● Stated problem
Format every line of the records below as a numbered list, omitting blank lines.

● Supplied records
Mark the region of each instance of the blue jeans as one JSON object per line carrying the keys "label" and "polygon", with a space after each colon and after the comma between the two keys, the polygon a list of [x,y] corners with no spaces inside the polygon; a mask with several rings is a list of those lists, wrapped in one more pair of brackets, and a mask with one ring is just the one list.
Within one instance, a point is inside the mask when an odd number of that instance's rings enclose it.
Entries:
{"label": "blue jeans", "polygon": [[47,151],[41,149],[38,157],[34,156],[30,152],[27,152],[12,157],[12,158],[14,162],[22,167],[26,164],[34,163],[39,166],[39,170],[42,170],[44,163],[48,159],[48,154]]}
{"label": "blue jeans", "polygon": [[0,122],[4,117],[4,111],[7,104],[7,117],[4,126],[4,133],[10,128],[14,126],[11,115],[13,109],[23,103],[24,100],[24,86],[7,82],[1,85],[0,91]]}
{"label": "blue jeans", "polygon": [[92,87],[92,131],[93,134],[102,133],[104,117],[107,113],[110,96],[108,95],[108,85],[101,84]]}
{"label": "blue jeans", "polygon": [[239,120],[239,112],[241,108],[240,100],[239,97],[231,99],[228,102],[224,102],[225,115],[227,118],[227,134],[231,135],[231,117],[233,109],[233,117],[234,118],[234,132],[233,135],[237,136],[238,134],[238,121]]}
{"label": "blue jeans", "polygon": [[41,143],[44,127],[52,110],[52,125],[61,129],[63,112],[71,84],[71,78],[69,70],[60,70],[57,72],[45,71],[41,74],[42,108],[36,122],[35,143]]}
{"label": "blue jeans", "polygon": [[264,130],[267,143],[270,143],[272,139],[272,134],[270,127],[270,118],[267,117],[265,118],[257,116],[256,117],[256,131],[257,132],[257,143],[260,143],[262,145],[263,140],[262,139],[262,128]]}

● Reply to the task
1. Mark the region of each instance of the blue jeans as one JSON object per line carrying the keys "label" and "polygon", with a space after each colon and after the comma between the two keys, the polygon a list of [x,y] corners with no spaces inside the polygon; a mask with several rings is a list of those lists, wrapped in one more pair of brackets, and a mask with one ring is just the one list.
2. Within one instance, a point is inside the mask when an odd number of that instance's rings enclose it.
3. Entries:
4. {"label": "blue jeans", "polygon": [[47,151],[41,149],[38,157],[34,156],[30,152],[27,152],[12,157],[12,158],[14,162],[22,167],[26,164],[34,163],[39,166],[39,170],[42,170],[44,163],[48,159],[48,154]]}
5. {"label": "blue jeans", "polygon": [[0,122],[4,117],[4,111],[7,104],[7,117],[4,126],[4,133],[10,128],[14,126],[11,115],[13,109],[23,103],[24,100],[24,86],[7,82],[1,85],[0,91]]}
6. {"label": "blue jeans", "polygon": [[92,87],[92,131],[93,134],[102,133],[104,117],[107,113],[110,96],[108,95],[108,85],[101,84]]}
7. {"label": "blue jeans", "polygon": [[239,120],[239,112],[241,108],[240,100],[239,97],[231,99],[228,102],[224,102],[225,115],[227,118],[227,134],[231,135],[231,117],[233,109],[233,117],[234,118],[234,132],[233,135],[237,136],[238,134],[238,121]]}
8. {"label": "blue jeans", "polygon": [[41,143],[44,127],[52,110],[52,125],[61,129],[63,112],[71,84],[71,78],[69,70],[60,70],[57,72],[45,71],[41,74],[42,108],[36,122],[35,143]]}
9. {"label": "blue jeans", "polygon": [[264,130],[267,143],[270,143],[272,139],[272,134],[270,127],[270,118],[267,117],[265,118],[257,116],[256,117],[256,131],[257,132],[257,143],[260,143],[262,145],[263,140],[262,139],[262,128]]}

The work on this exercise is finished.